STATED EXERCISE: Return verbatim every line of the items from the line containing "# Target: plum tree" through the last line of the items, both ends inclusive.

DATA SUPPLIED:
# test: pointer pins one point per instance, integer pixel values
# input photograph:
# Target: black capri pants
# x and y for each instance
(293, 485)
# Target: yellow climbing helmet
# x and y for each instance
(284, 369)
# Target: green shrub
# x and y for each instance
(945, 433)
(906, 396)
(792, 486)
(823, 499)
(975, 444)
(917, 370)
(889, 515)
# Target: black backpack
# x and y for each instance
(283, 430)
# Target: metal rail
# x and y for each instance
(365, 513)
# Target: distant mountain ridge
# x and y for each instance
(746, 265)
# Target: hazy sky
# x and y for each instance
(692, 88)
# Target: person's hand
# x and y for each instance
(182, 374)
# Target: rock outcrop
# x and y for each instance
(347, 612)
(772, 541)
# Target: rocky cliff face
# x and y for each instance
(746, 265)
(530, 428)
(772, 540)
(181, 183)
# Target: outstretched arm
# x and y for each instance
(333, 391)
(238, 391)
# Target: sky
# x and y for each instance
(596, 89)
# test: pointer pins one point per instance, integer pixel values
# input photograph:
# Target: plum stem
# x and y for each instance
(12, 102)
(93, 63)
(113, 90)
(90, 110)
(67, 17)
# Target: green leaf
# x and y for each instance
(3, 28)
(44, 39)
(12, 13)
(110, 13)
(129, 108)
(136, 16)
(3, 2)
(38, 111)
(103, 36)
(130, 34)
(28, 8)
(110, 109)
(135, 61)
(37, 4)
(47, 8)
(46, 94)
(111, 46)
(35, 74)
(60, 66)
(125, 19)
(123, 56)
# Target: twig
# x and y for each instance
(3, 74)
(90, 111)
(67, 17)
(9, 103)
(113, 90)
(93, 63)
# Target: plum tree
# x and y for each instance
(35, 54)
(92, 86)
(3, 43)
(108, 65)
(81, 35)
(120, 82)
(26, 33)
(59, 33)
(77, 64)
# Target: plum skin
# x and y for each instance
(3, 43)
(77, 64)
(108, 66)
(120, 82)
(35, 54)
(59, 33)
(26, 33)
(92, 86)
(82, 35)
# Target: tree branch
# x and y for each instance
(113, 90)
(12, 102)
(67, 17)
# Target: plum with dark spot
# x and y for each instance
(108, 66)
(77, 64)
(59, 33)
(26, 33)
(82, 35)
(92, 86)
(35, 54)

COMPLETED EXERCISE:
# Target: plum tree
# x and y for each instance
(35, 54)
(92, 86)
(3, 43)
(108, 65)
(81, 35)
(120, 82)
(26, 33)
(59, 33)
(77, 64)
# Target: plum skin
# x and y for each instance
(3, 43)
(77, 64)
(108, 66)
(120, 82)
(35, 54)
(59, 33)
(26, 33)
(92, 86)
(82, 35)
# Target: tree branch
# x and y for each instance
(113, 90)
(12, 102)
(67, 17)
# Target: plum with dark spot
# x and y for each instance
(108, 66)
(77, 64)
(59, 33)
(26, 33)
(82, 35)
(92, 86)
(35, 54)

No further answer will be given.